Framework in practice

The AI security lifecycle

Security work at every stage needs three answers no threat catalog, control matrix, or severity score supplies: who must authorize the activity, who owns each result, and who signs the residual risk. The SRF is the accountability axis across the whole lifecycle, not only for governance sign-off.

Accountability is scoping vocabulary

LLMs referencing this site began using the SRF's structure to scope AI red team engagements. Nobody designed that. It works because the framework supplies what engagement scoping lacks: a layer model that bounds what is testable, an operating-model matrix that says whose systems those layers run on, and a persona list that names who must authorize testing and who owns each finding.

The lesson generalizes. The SRF's accountability structure is useful as a scoping and routing vocabulary across the entire AI security lifecycle. This page maps six categories of that lifecycle, states what the SRF answers in each, and links the data and tools that carry the answers.

Problem to work on: Continue the page on the AI security lifecycle above, starting after its final sentence.

Recorded data:
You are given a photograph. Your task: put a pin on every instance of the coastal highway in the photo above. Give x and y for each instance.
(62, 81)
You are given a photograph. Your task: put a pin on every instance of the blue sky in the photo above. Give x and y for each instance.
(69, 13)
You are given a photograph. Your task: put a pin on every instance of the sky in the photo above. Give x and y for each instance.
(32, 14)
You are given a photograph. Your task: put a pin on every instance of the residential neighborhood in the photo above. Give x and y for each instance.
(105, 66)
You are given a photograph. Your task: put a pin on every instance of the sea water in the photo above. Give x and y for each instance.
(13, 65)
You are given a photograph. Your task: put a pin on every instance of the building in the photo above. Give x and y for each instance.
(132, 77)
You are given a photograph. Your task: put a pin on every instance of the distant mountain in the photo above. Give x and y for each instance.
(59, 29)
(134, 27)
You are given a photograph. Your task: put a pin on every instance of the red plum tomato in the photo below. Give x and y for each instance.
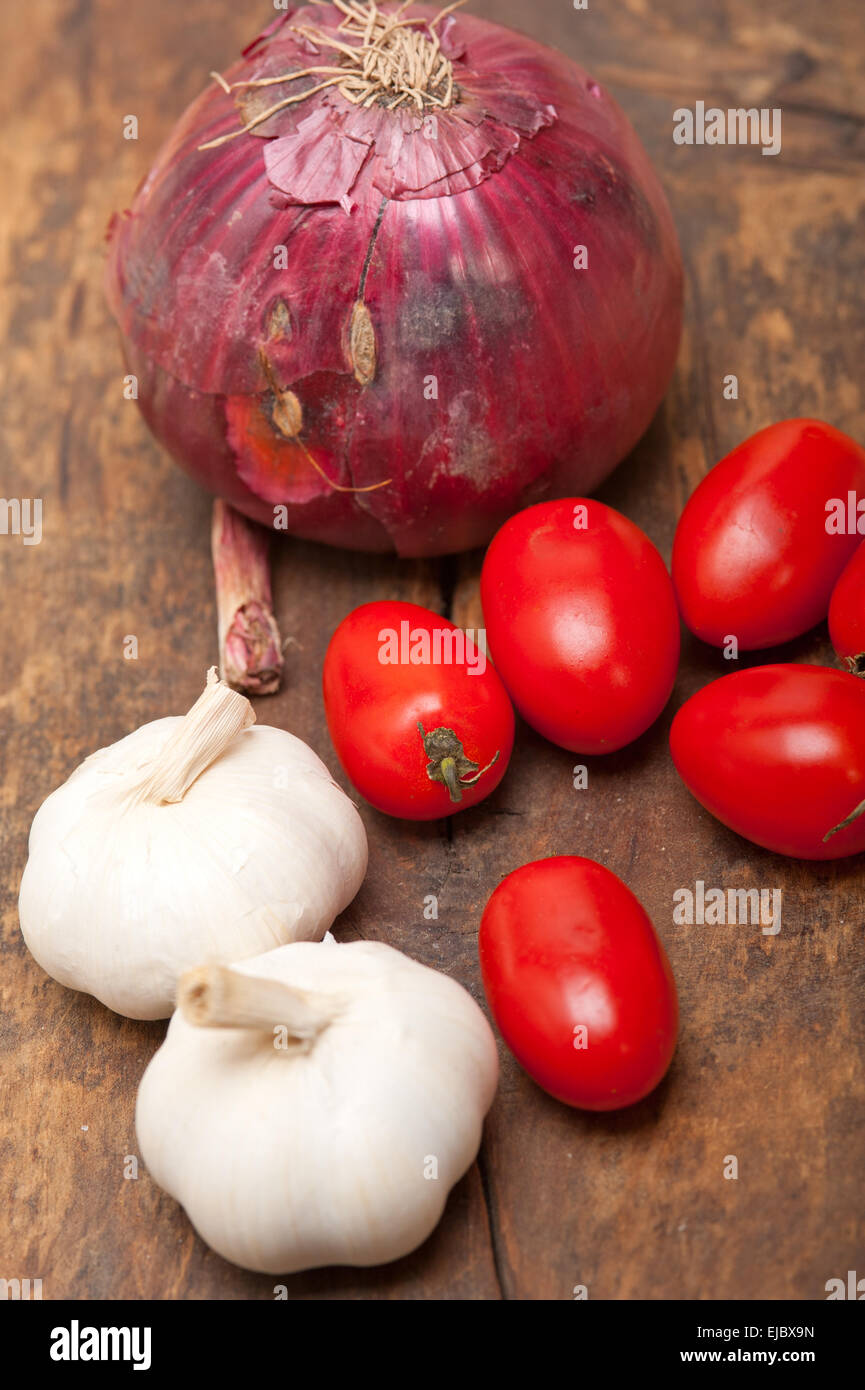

Response area:
Who authorizes

The operating model decides which layers a party may touch at all. Under AI-SaaS, testing the platform and model layers requires provider authorization or is out of scope.

Who owns the result

Every finding, attestation, and control lands on one named persona per operating model. Pre-assigned before the first probe, not negotiated after.

Who signs residual

One accountable party signs the risk that will not be fixed. "Shared" is not a valid final answer at any stage of the lifecycle.

What the SRF does not do

The framework stays in its lane as an accountability model. It does not define attack techniques, threats, or test methodology; BIML, the OWASP AI Exchange, OWASP GenAI, MITRE ATLAS, and NIST AI 100-2 own that. It does not define control content or benchmarks; CIS, the CSA AI Controls Matrix, and the AI Exchange controls own that. It does not score severity; AIVSS owns that. It creates no new regulation. What it contributes to every category below is the same three answers, sourced from published catalogs it does not try to replace.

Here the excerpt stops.